> [EXERCISE BRIEF]: Tally the lines of the listing below that contain the string "house", treating uppercase and lowercase letters as different. Reply with the number alone.

> [DATA FOR THIS EXERCISE]:
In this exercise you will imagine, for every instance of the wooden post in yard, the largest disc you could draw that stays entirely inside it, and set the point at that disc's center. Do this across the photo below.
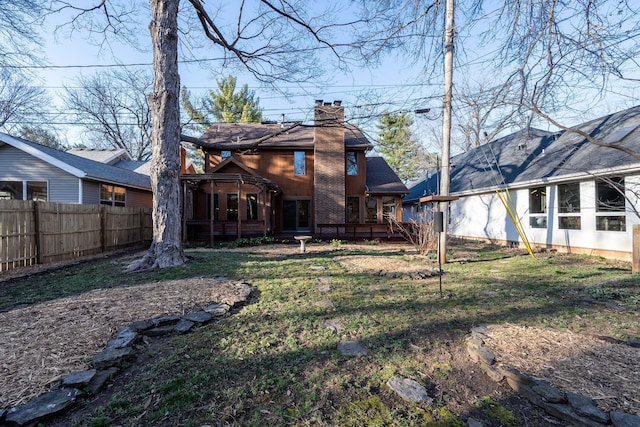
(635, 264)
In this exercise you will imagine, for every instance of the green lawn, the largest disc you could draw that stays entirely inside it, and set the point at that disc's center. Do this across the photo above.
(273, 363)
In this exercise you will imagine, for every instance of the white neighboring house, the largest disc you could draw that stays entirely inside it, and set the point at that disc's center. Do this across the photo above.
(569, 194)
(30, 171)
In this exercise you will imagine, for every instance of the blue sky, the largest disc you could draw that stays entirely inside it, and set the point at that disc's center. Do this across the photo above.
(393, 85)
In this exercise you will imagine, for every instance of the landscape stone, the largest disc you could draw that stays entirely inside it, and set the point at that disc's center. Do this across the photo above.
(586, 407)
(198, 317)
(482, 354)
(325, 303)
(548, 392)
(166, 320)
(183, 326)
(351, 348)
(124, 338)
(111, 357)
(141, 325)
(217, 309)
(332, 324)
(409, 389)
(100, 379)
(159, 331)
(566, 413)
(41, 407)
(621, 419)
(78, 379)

* * *

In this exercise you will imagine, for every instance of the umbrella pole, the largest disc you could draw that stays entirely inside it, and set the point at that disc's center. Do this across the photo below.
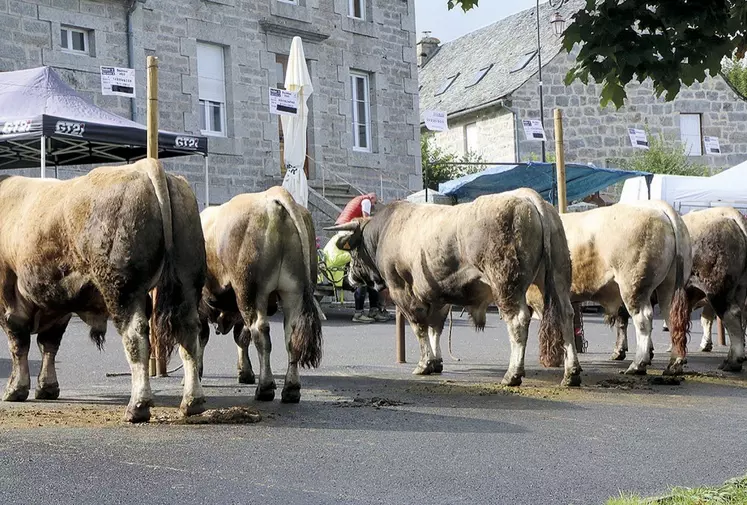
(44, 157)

---

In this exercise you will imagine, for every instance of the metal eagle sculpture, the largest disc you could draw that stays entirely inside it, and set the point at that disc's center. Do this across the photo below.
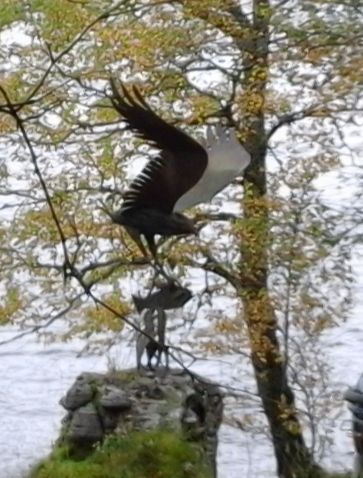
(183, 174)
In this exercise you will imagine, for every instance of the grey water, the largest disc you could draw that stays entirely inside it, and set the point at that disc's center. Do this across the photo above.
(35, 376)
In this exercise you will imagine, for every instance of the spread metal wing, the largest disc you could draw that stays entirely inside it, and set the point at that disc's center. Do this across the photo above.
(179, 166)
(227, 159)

> [OUTPUT FOR THIS EXERCISE]: 1